Cependant, le roi de Bavière avait été informé que Bade et la Hesse avaient consenti à entrer dans la Confédération du Nord à certaines conditions concernant les impôts indirects, les postes, le droit de péage et l'indépendance de leur armée. Il apprenait que le mouvement unitaire s'accentuait dans son propre royaume et il commençait à se demander s'il ne pourrait pas tirer quelque bénéfice de l'adhésion à la Confédération et obtenir le Palatinat badois. Alors le chancelier, qui connaît ses hésitations, menace les négociateurs bavarois de la pression populaire, de la publicité prochaine des papiers de Cerçay et du ressentiment du Reichstag. Ceux-ci veulent bien concéder au Président de la Confédération des droits plus étendus, mais sollicitent et obtiennent des réserves sur la législation fiscale, les postes et télégraphes, ainsi que l'entrée dans le comité des Affaires étrangères du Bundesrat avec la Saxe et le Wurtemberg, puis le second rang en Allemagne et la présidence du Conseil fédéral en l'absence du ministre prussien. Bismarck accorde tout cela. Que lui importe ? Il s'agit à tout prix d'atteindre le but. J'ai du travail par-dessus la tête, écrit-il à sa femme, mais j'arrive à un résultat avec la Bavière et le Wurtemberg. Je m'en réjouis et j'en oublie le tourment anglo-russe[33]. L'état-major continue à lui donner des inquiétudes par sa vanité arrogante. Le chancelier redoute quelque mauvaise surprise. Les régiments nous tirent d'affaire, mais pas les généraux. Le 23 novembre, le Wurtemberg cède à son tour et Bismarck peut s'écrier : L'unité allemande est faite ! Mais le prince royal trouve que la Prusse a obtenu peu de chose. Nous aurions pu demander plus, répond Bismarck ; mais comment nous y serions-nous pris pris l'obtenir ?Eh bien, mais en les y forçant !Dans ce cas, je ne puis que recommander à Votre Altesse Royale de commencer par désarmer les troupes bavaroises qu'Elle a sous ses ordres[34].

######

▶ Consignes:
1: Indiquez si chacune des affirmations suivantes est conforme au texte sur l'unification allemande, en répondant par oui ou par non et en citant les mots du texte qui permettent de trancher : (a) Bismarck refuse les réserves sollicitées par les négociateurs bavarois ; (b) le Wurtemberg cède le 23 novembre ; (c) le prince royal estime que la Prusse a obtenu beaucoup.
2: Poursuivez le texte sur l'unification allemande au-delà de sa dernière phrase.

▶ Lignes:
######

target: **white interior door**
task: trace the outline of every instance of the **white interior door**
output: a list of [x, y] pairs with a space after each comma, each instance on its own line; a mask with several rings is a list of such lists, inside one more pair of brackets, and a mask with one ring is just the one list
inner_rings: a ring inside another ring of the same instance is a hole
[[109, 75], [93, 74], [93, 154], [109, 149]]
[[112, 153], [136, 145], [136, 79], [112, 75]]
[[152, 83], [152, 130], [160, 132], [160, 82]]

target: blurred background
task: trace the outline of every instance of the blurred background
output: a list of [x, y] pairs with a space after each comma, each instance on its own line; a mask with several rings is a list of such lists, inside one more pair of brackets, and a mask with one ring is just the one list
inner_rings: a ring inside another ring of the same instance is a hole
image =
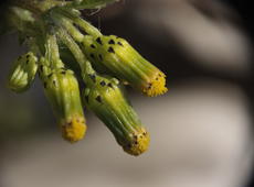
[[128, 90], [150, 132], [133, 157], [86, 111], [86, 138], [61, 139], [36, 80], [25, 94], [6, 87], [25, 52], [0, 36], [0, 187], [254, 187], [253, 12], [233, 0], [121, 0], [84, 16], [125, 37], [168, 78], [169, 91]]

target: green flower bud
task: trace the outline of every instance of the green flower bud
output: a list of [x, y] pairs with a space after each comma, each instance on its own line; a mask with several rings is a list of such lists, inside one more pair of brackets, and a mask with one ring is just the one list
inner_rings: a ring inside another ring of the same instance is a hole
[[125, 152], [131, 155], [144, 153], [149, 145], [149, 134], [124, 97], [118, 80], [96, 74], [88, 77], [84, 103], [107, 125]]
[[99, 72], [110, 73], [147, 96], [165, 94], [166, 75], [124, 38], [110, 35], [83, 40], [83, 52]]
[[40, 75], [62, 136], [71, 143], [82, 140], [86, 132], [86, 124], [78, 82], [73, 72], [65, 68], [50, 69], [41, 65]]
[[38, 70], [38, 58], [32, 52], [20, 56], [9, 74], [8, 86], [15, 92], [30, 88]]

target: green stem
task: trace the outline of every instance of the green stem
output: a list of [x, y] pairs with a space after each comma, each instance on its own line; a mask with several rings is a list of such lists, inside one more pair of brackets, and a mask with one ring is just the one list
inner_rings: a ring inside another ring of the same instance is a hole
[[93, 69], [91, 63], [85, 57], [85, 55], [83, 54], [80, 46], [75, 43], [75, 41], [68, 35], [68, 33], [66, 33], [66, 31], [60, 29], [57, 32], [57, 36], [70, 48], [76, 62], [80, 64], [80, 67], [82, 69], [82, 77], [84, 81], [86, 81], [86, 75], [95, 74], [95, 70]]
[[55, 12], [60, 13], [61, 15], [72, 20], [73, 23], [77, 24], [78, 26], [81, 26], [81, 29], [83, 29], [87, 34], [92, 35], [92, 36], [100, 36], [102, 33], [95, 28], [89, 22], [83, 20], [80, 15], [77, 15], [76, 13], [73, 13], [73, 11], [71, 9], [66, 9], [66, 8], [57, 8], [55, 10]]
[[70, 19], [63, 18], [59, 14], [54, 15], [55, 22], [60, 22], [62, 26], [71, 34], [71, 36], [81, 43], [84, 40], [84, 35], [73, 25]]
[[51, 63], [52, 68], [64, 67], [64, 64], [60, 58], [59, 45], [55, 35], [46, 35], [45, 58]]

######

▶ Corrigé détaillé:
1:
(a) Non : « Bismarck accorde tout cela. »
(b) Oui : « Le 23 novembre, le Wurtemberg cède à son tour »
(c) Non : « le prince royal trouve que la Prusse a obtenu peu de chose »

2:
Il s'agissait maintenant d'avoir l'adhésion du Reichstag et des quatre Parlements du Sud. Bismarck était résolu à ne pas accorder au Reichstag le moindre amendement et à presser le vote. Si on ne faisait pas l'unité à ce moment, c'en serait fait pour des années ! Le 24 novembre, le Reichstag se réunit, et Delbrück présenta un exposé minutieux auquel le président Simson répondit par l'éloge de l'unité germanique, sans éveiller pourtant de profondes sympathies dans l'assemblée. Mais Delbrück pétrit subtilement la pâte parlementaire, y répandit le levain du patriotisme historique, chauffa le four de l'enthousiasme. Il fut à cette époque le véritable artisan de l'unité[35]. Le prince royal n'était guère de cet avis. J'apprends, écrit-il le 9 décembre, de quelle façon Delbrück a exposé au Reichstag la question de l'Empire. Il a. été faible, sec, banal. On aurait dit qu'il tirait la couronne impériale, enveloppée d'un vieux journal, du fond de sa culotte ! Il est impossible de donner du souffle à ces gens-là ! Dans le texte soumis au Reichstag, le Bundesrat avait fait deux changements importants qui devaient être accueillis sans observation. Le mot Bund, confédération, avait été remplacé par Reich, empire, et le mot Præsidium par Kaiser. Pendant que les députés délibéraient, le chancelier avait fait tenter une nouvelle démarche auprès de Louis II par le comte Holnstein, l'écuyer du roi qui, venu à Versailles, s'était offert à remettre à son maitre une lettre de Bismarck. Celui-ci s'empressa de l'écrire. Datée du 27 novembre 1870[36], elle commençait par des éloges et faisait du roi le prince qui, au début de la guerre, avait consommé l'unité et la puissance de l'Allemagne. Le chancelier révélait ensuite les idées qui agitaient alors le peuple allemand. L'empereur d'Allemagne, disait-il, est pour tous un compatriote ; le roi de Prusse, un voisin à qui n'appartiennent pas, à ce titre, des droits que ne peut fonder qu'une cession volontaire, consentie par des princes et des peuples allemands. Je crois que le titre d'Empereur allemand pour le président de la Fédération des États permettra à ceux-ci d'accepter plus facilement un chef suprême. L'histoire enseigne que les grandes maisons souveraines de l'Allemagne, y compris la Prusse, n'ont jamais considéré l'existence de l'empereur choisi par elles comme une diminution de leur propre situation en Europe.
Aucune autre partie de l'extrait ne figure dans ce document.